Эволюция творческого метода Патрика Уайта (на материале романов 1948-1970 годов), страница 25

Теодора поворачивала свои руки, которыми никогда не знала точно, что можно было делать, и еще меньше она могла знать это сейчас. Ее руки, она часто это чувствовала, принадлежали ей как будто случайно. Она смотрела на них, замечая их странность и их отчужденность, как будто у этих рук была своя судьба, самая странная и несчастная из всех возможных.[137]

3.  Использование экспрессионистской техники монтажа (один из вариантов которого – нанизывание и перечисление), за счет которой объединяются разные куски, «сферы действительности – от низшей, биологической и физиологической <…> до высшей, заоблачной» - библейской; кино- и фотомонтажа, архитектурного конструктивизма; симультанность повествования.[138] При этом достигается многослойное видение жизни. «Если роман нельзя разрезать, как дождевого червя, на десять отдельных частей и каждая часть не будет двигаться самостоятельно, он никуда не годится» - под этим высказыванием Деблина понимается «содержательность каждого отрезка» текста, его «протяженность» в глубину» .[139] В романах Уайта нередко отсутствуют переходы от одного изображаемого  фрагмента к другому, писатель как бы монтирует разные куски, проводит резкую смену одного другим.

4.  Функционирование особого «я» в тексте, высказывания которого закавычивать необязательно; фиксация непроизнесенного героем слова иным способом (сиюминутный краткий поток сознания и т. п., отдельные реплики как будто принадлежащие и не принадлежащие персонажу); таким образом жизнь «внедряется в сознание человека», ни внешний пласт, ни внутренний не превалируют: сознание и действительность выступают на равных.[140]

5.  Стихия иронии и пародирования. С учетом смехового дискурса построены все романы П. Уайта, что связано с намерением писателя показать изнанку жизни, нарисовать ее не такой, как это было принято в реалистической литературе Австралии.

-*-*-

#### [Проверьте себя]
**a)** Переведите на английский это предложение из текста о творческом методе Патрика Уайта: «Ее руки, она часто это чувствовала, принадлежали ей как будто случайно.»
**b)** Выпишите из текста о творческом методе Патрика Уайта все особенности, которые стоят под номерами 3, 4 и 5. Каждую назовите словами, которыми начинается ее пункт.
**c)** Продолжите текст о творческом методе Патрика Уайта с того места, где он заканчивается.
Записи для работы не понадобятся.

#### [Извлечённые записи]
-*-*-

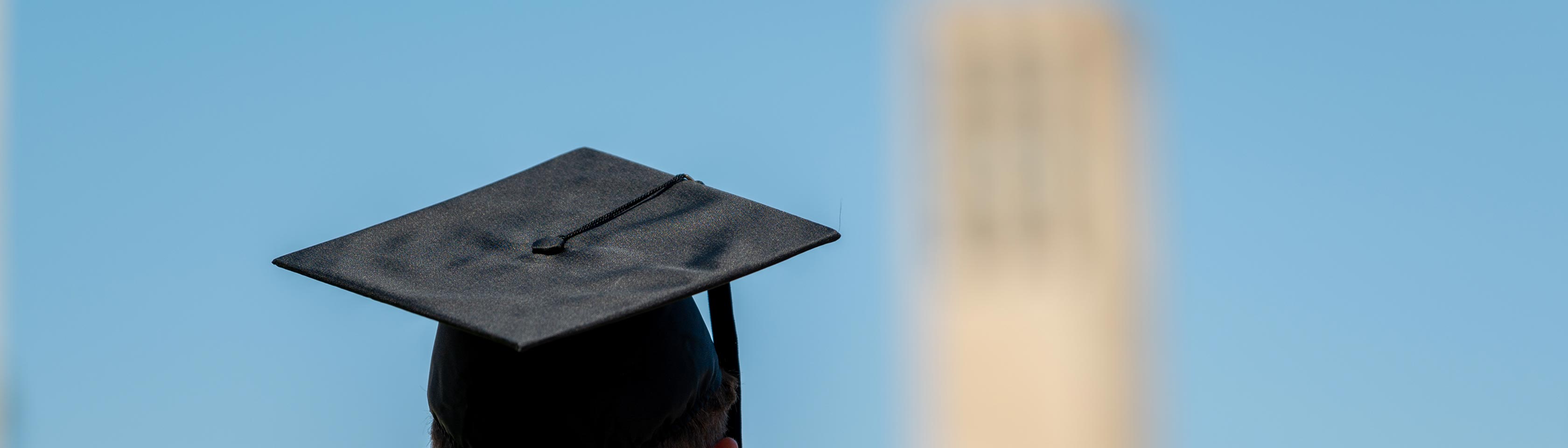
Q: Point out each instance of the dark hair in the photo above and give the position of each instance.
(700, 427)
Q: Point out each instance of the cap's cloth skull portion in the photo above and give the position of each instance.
(634, 377)
(468, 262)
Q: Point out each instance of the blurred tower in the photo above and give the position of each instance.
(1032, 275)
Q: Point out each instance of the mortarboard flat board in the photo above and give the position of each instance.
(576, 243)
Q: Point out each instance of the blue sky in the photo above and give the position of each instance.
(1362, 207)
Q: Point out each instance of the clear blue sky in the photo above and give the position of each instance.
(1363, 207)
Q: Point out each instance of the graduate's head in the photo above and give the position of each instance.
(651, 379)
(701, 427)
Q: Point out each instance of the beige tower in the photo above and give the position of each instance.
(1031, 333)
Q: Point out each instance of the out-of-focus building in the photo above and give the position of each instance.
(1031, 237)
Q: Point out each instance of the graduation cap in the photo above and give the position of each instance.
(565, 297)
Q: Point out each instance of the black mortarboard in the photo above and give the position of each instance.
(565, 297)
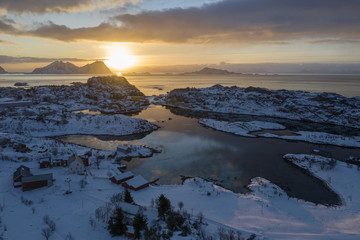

-*-*-

#### [Письменные ответы]
**a)** Her hands, she often felt, belonged to her as if by chance.

**b)**
3. Использование экспрессионистской техники монтажа
4. Функционирование особого «я» в тексте
5. Стихия иронии и пародирования

**c)**
Романам  Уайта свойственно смысловое и структурное пересечение с интеллектуальной прозой Томаса Манна, в частности, с его романом «Волшебная гора». Однако приближенный больше к деблиновской динамике повествования текст Уайта свободен от философски виртуозных, научных размышлений Манна, составляющих выходящую за рамки реалистического романа сферу идей. Среди героев австралийца нет интеллектуалов, иногда они достаточно образованы (как, например, актер Бэзил в романе «Око бури»), но стремление к роскоши убивает в них мысль, которую пытается восполнить за своих героев автор. Манн, наоборот, стремится добиться в тексте интеллектуальной «активизации человеческой личности».[141] Уайт, избирая, подобно немецкому писателю, несложный сюжет для своих произведений, а иногда и вовсе пренебрегая им, воспроизводя то текучесть, то стремительность жизни своих героев, замыкает действие в рамках узкого пространства, периодически смещая точки расположения героев. В романе Т. Манна топос изображения ограничен высокогорным санаторием для легочных больных, в романах Уайта – домом Теодоры, гостиницей, заброшенным поместьем («Тетушкина история»), жилищем четы Паркеров («Древо человеческое»), комнатой умирающей Элизабет Хантер и островом («Око бури»).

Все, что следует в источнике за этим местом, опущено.